** WORK INSTRUCTIONS **
Can you continue the interview about writing during the pandemic, picking up right after its last sentence?

** EXTRACT PROVIDED **
Start of Block
To be clear, the pandemic has been a simultaneous tragedy that has sharpened the very real disparities in race, socioeconomic status, and public service with very little impetus to change a lot of those things, which is, to be frank, depressing as fuck.

And yet, I have found the enforced solitude useful. I’d say this is a strange paradox, but we’re living all the time with paradoxes of inconvenient truths all the time. The pandemic is just a very clear one made evident to all of us.

Shoot, I’ve digressed again. This is why my essays have bullet points. Anyhow, I don’t know what impacts it has had on my writing. I hope my future writing is more hopeful, more humane, more in touch with what is beautiful and ephemeral about our time here on earth, more generous, more nuanced in its acceptance of happiness, of joy because Lord knows I will always write about sad and lonely people.

I love this line: ‘Sometimes you just need to discipline yourself to listening, to the art of discerning what stories are yours to tell.’ Could you tell me what inspired this thought?

Ha. That’s a different essay. In general, I take the stance that I should generally be the person who comes off the worst in the essay. I know other writers say that people should be nicer if they didn’t want to be memorialized as an asshole in your essay. It’s a rich debate! And I’ve probably violated my own rule before because I’m a human being and therefor a hypocrite, and the biggest one I know. But I’m trying over here.

I think of a quote from Karl Ove Knausgaard who basically said that you just want to make people three dimensional. He said that the people most pissed about their representation in his massive My Struggle series were the ones who felt as though they’d come off as merely one thing. I’m sympathetic and less brave than he is. I tend to stick to myself because I don’t’ want to piss anyone off or misrepresent them. But this isn’t totally because of fear.

I’m in the camp with Marilynne Robinson, when she talks about the incredible beauty and complexity of even a single human being. I have people I think I understand, people I don’t love, people I do love but see as flawed, people I think I know, people I seem sure of. But the reality is that I probably don’t or I only see a fraction. And what business do I have putting a fraction on a page?
End of Block
** MATERIAL SHOWN **
Start of Block
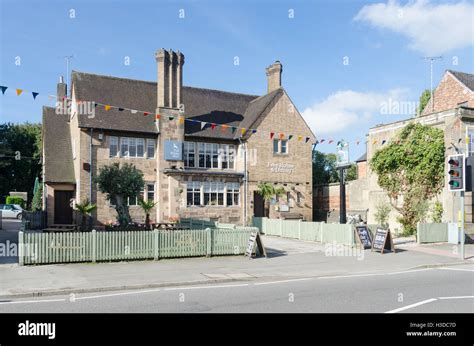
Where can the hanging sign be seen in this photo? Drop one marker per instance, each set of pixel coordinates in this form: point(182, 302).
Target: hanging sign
point(383, 241)
point(363, 237)
point(255, 239)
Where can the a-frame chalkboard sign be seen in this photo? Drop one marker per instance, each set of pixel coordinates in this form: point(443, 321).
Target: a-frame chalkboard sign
point(363, 236)
point(255, 239)
point(383, 241)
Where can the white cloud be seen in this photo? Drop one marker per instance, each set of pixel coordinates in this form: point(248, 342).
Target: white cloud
point(432, 29)
point(346, 108)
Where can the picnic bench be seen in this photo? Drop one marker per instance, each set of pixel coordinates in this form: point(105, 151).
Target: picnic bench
point(60, 228)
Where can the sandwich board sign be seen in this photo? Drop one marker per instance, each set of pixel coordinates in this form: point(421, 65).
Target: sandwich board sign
point(255, 243)
point(383, 241)
point(363, 237)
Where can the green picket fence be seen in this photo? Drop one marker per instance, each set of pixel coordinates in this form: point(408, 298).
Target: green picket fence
point(44, 248)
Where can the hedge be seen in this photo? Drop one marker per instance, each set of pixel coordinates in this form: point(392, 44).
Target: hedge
point(16, 200)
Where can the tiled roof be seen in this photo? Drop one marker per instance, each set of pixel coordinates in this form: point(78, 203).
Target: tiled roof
point(207, 105)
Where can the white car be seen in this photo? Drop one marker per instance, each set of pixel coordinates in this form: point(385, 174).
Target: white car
point(11, 211)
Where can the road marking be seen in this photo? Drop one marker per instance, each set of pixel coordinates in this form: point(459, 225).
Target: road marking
point(118, 294)
point(281, 281)
point(34, 301)
point(457, 269)
point(373, 274)
point(411, 306)
point(198, 287)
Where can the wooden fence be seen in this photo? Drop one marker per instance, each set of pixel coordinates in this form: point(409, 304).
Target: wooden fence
point(44, 248)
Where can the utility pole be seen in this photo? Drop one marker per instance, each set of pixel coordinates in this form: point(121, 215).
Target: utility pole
point(432, 59)
point(67, 58)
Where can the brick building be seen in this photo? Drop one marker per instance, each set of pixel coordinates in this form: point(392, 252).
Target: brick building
point(193, 166)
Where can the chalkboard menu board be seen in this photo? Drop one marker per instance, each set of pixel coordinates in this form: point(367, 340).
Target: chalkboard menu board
point(382, 241)
point(363, 236)
point(255, 239)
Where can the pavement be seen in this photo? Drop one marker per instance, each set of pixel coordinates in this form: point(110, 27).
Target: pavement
point(287, 259)
point(430, 290)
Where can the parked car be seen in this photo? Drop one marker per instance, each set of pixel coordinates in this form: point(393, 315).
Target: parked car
point(11, 211)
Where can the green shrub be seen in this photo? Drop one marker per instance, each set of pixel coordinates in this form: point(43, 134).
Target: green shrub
point(16, 200)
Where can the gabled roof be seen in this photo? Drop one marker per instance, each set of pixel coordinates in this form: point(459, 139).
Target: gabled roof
point(57, 148)
point(465, 78)
point(207, 105)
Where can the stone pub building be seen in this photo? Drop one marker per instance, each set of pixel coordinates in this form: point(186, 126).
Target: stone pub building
point(202, 152)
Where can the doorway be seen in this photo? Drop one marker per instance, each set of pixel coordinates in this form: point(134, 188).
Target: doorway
point(258, 205)
point(62, 207)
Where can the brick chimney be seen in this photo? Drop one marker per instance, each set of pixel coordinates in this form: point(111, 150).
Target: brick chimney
point(170, 78)
point(274, 76)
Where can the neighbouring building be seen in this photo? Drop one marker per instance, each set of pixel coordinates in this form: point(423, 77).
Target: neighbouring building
point(202, 152)
point(452, 110)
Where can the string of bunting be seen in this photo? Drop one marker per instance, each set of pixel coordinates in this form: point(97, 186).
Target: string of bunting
point(181, 119)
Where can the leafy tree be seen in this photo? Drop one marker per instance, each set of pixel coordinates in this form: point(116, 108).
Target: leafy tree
point(424, 99)
point(382, 214)
point(411, 169)
point(119, 184)
point(20, 150)
point(325, 170)
point(85, 209)
point(147, 207)
point(267, 191)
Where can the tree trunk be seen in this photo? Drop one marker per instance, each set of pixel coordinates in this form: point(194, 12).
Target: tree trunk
point(122, 210)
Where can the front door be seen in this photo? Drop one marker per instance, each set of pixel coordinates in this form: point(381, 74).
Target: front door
point(62, 207)
point(258, 205)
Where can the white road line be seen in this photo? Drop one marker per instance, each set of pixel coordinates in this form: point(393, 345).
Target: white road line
point(199, 287)
point(33, 301)
point(373, 274)
point(117, 294)
point(411, 306)
point(457, 269)
point(281, 281)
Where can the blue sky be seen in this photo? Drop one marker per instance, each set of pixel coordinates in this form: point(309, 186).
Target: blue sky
End of Block
** YOUR RESPONSE **
I suppose that’s why I’m not always a fan of contemporary discourse, which often has the flavor of flattening complex ideas, making them two dimensional. I could say more! I often do. Some discussions need to be two dimensional because Americans seem willfully blinkered about many obvious things, racial disparities, gun violence, economic disparity etc., but I probably can’t solve that in one short essay answer, but I hope I’d get a 5 on the AP exam if I did.

Again, I also reserve the right to change my mind and write an essay about everyone I’ve ever known.

This last year has meant most people have stayed at home and not been able to travel. If you could get on a plane tomorrow and fly anywhere in the world you wanted to, where would you go to and why?

Well, oddly I was faced with this decision as I’m fully vaccinated. I had planned a trip to Arizona to do some solo hiking when I remembered that I hadn’t seen any of my family in the last year. My parents are now in their seventies, and though I am incredibly prickly about my individuality and time, phew, another essay, it felt like the right thing to do was to go out and see my parents in California. My father took a serious fall and was on the brink last May. It might be time to see him.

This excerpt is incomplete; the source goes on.